Data items
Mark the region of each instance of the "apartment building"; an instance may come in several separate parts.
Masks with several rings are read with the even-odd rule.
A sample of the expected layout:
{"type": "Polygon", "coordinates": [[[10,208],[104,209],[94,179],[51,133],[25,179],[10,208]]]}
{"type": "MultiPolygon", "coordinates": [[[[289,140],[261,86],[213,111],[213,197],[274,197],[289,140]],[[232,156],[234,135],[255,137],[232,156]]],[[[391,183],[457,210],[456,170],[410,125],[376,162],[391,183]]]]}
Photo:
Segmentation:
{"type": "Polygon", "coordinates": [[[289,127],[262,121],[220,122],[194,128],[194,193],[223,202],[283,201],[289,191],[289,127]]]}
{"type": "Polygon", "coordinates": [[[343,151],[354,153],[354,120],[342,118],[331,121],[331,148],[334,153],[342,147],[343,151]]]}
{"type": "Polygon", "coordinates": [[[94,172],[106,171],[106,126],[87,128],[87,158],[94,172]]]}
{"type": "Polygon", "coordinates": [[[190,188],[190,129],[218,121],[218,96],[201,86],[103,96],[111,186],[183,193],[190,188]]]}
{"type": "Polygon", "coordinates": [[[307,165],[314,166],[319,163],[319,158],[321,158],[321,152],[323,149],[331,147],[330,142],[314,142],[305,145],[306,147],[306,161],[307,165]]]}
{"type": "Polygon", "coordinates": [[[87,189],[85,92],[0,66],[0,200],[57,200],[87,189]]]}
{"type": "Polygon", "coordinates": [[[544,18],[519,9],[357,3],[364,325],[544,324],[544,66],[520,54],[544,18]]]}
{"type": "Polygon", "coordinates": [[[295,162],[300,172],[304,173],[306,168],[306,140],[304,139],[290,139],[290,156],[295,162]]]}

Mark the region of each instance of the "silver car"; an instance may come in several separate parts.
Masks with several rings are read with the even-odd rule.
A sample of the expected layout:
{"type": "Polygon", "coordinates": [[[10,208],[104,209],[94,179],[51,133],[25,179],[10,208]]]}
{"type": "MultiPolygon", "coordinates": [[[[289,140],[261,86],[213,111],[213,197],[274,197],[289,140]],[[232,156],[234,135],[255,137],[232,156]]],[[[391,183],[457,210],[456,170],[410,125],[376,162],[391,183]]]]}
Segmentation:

What is being asked —
Convert the data above into a Markdown table with the columns No. and Line. Give each non-blank line its own row, and number the rows in order.

Finished answer —
| No. | Line |
|---|---|
| 1 | Mark the region of each instance of the "apartment building"; an instance may come in several separate parts. |
| 2 | Masks with several rings are read with the even-odd rule. |
| 3 | A sample of the expected layout: |
| 4 | {"type": "Polygon", "coordinates": [[[10,208],[104,209],[94,179],[51,133],[25,179],[10,208]]]} |
| 5 | {"type": "MultiPolygon", "coordinates": [[[[289,140],[261,86],[213,111],[213,197],[274,197],[289,140]],[[232,156],[234,135],[255,137],[232,156]]],[[[391,183],[457,210],[456,170],[410,125],[376,162],[391,183]]]]} |
| 6 | Photo: |
| 7 | Segmentation: |
| 8 | {"type": "Polygon", "coordinates": [[[289,127],[262,121],[220,122],[194,128],[194,193],[223,202],[283,201],[289,191],[289,127]]]} |
| 9 | {"type": "Polygon", "coordinates": [[[343,151],[354,153],[354,120],[342,118],[331,121],[331,148],[334,153],[342,147],[343,151]]]} |
| 10 | {"type": "Polygon", "coordinates": [[[94,172],[106,171],[106,126],[87,128],[87,158],[94,172]]]} |
| 11 | {"type": "Polygon", "coordinates": [[[190,188],[190,129],[218,121],[218,96],[201,86],[103,96],[111,186],[183,193],[190,188]]]} |
| 12 | {"type": "Polygon", "coordinates": [[[307,165],[314,166],[319,163],[319,158],[321,158],[321,152],[323,149],[331,147],[330,142],[314,142],[305,145],[306,147],[306,161],[307,165]]]} |
| 13 | {"type": "Polygon", "coordinates": [[[87,189],[85,92],[0,66],[0,200],[57,200],[87,189]]]} |
| 14 | {"type": "Polygon", "coordinates": [[[544,18],[519,9],[357,3],[364,325],[544,324],[544,66],[520,54],[544,18]]]} |
| 15 | {"type": "Polygon", "coordinates": [[[295,162],[300,172],[304,173],[306,168],[306,140],[304,139],[290,139],[290,156],[295,162]]]} |
| 16 | Mark the region of each instance of the "silver car"; an instance may come in several separate parts. |
| 17 | Masks with several rings are read with the even-odd rule. |
| 18 | A sample of the expected layout: |
| 19 | {"type": "Polygon", "coordinates": [[[10,208],[104,209],[94,179],[51,133],[25,179],[10,208]]]} |
| 20 | {"type": "MultiPolygon", "coordinates": [[[[289,140],[261,86],[213,111],[213,197],[274,197],[289,140]],[[232,156],[234,135],[255,137],[232,156]]],[[[391,183],[457,210],[456,170],[410,125],[376,162],[391,183]]]]} |
| 21 | Segmentation: |